■ TEXTAUSZUG
========================================
Buseina stellte den Teekessel auf den Ofen. Sie stand jeden Morgen noch vor dem Morgengebet auf, um Tee zu machen. Dampf stieg auf und der Geruch von Minze strömte aus dem Teekessel. Buseinas Ehemann Mustafa kam aus dem Badezimmer in die Küche. Die Handys funktionierten kaum, das Netz war ausgefallen. Strom gab es nur selten, aber das Radio war batteriebetrieben und lief in diesen Tagen verlässlich. „Gibt es Neuigkeiten?“ fragte er. „Sie haben das Haus von Familie al-Dalu getroffen,“ antwortete sie. Der Angriff sollte einem Kommandanten des militärischen Arms der Hamas gelten, Mohammed Deif, sagte die israelische Armee. Stattdessen tötete der israelische Pilot Deifs Frau und seinen sieben Monate alten Sohn, eine 48jährige Frau und ihre beiden Söhne. Fünfzehn Menschen wurden verletzt.
========================================
■ ANGEZEIGTE DATENSÄTZE
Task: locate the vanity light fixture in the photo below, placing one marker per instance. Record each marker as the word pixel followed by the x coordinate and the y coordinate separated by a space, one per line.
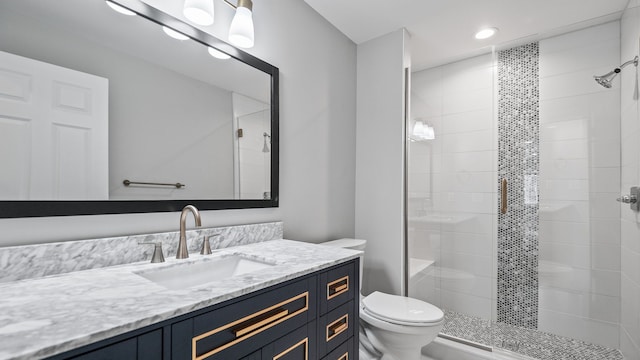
pixel 174 34
pixel 199 11
pixel 241 30
pixel 218 54
pixel 486 33
pixel 422 131
pixel 120 9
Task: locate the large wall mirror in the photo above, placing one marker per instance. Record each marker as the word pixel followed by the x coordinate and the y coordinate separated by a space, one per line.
pixel 103 113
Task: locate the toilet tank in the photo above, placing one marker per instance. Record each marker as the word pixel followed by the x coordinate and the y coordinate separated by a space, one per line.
pixel 353 244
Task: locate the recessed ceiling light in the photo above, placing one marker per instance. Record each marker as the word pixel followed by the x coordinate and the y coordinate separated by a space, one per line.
pixel 174 34
pixel 120 9
pixel 218 54
pixel 486 33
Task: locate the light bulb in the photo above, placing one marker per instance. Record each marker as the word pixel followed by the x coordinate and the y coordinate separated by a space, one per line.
pixel 241 29
pixel 120 9
pixel 174 34
pixel 199 11
pixel 218 54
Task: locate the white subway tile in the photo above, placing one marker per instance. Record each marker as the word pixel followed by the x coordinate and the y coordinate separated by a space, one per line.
pixel 593 331
pixel 576 233
pixel 587 305
pixel 469 304
pixel 605 256
pixel 469 141
pixel 601 33
pixel 468 121
pixel 575 211
pixel 605 231
pixel 604 205
pixel 575 256
pixel 604 179
pixel 467 100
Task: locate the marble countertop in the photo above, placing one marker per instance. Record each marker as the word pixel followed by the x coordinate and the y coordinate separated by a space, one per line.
pixel 50 315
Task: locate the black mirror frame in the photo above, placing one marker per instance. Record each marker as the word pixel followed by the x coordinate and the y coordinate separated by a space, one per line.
pixel 27 208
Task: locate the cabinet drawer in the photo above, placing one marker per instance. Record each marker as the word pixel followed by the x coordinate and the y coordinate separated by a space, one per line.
pixel 300 344
pixel 236 330
pixel 344 351
pixel 336 327
pixel 337 286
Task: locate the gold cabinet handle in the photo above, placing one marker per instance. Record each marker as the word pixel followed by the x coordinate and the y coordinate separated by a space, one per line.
pixel 261 322
pixel 335 328
pixel 251 325
pixel 503 196
pixel 337 287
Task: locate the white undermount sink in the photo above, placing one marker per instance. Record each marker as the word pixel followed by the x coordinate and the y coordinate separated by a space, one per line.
pixel 200 272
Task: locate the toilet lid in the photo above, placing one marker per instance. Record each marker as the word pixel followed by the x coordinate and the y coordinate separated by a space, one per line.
pixel 400 309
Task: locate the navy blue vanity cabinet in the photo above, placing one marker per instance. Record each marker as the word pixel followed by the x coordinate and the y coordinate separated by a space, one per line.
pixel 338 317
pixel 312 317
pixel 245 326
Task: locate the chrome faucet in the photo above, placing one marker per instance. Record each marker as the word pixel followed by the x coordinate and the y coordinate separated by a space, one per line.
========================================
■ AUFGABEN
a) Zitieren Sie aus dem Textauszug den Abschnitt zwischen „Buseina stellte den“ und „Menschen wurden verletzt.“, beide Grenzen eingeschlossen.
b) Womit wird das Radio laut Textauszug betrieben?
c) Listen Sie alle Personen auf, die im Textauszug mit Vornamen genannt werden.

■ ANTWORTEN JE AUFGABE
a)
Buseina stellte den Teekessel auf den Ofen. Sie stand jeden Morgen noch vor dem Morgengebet auf, um Tee zu machen. Dampf stieg auf und der Geruch von Minze strömte aus dem Teekessel. Buseinas Ehemann Mustafa kam aus dem Badezimmer in die Küche. Die Handys funktionierten kaum, das Netz war ausgefallen. Strom gab es nur selten, aber das Radio war batteriebetrieben und lief in diesen Tagen verlässlich. „Gibt es Neuigkeiten?“ fragte er. „Sie haben das Haus von Familie al-Dalu getroffen,“ antwortete sie. Der Angriff sollte einem Kommandanten des militärischen Arms der Hamas gelten, Mohammed Deif, sagte die israelische Armee. Stattdessen tötete der israelische Pilot Deifs Frau und seinen sieben Monate alten Sohn, eine 48jährige Frau und ihre beiden Söhne. Fünfzehn Menschen wurden verletzt.

b) Mit Batterien.

c) Buseina, Mustafa, Mohammed Deif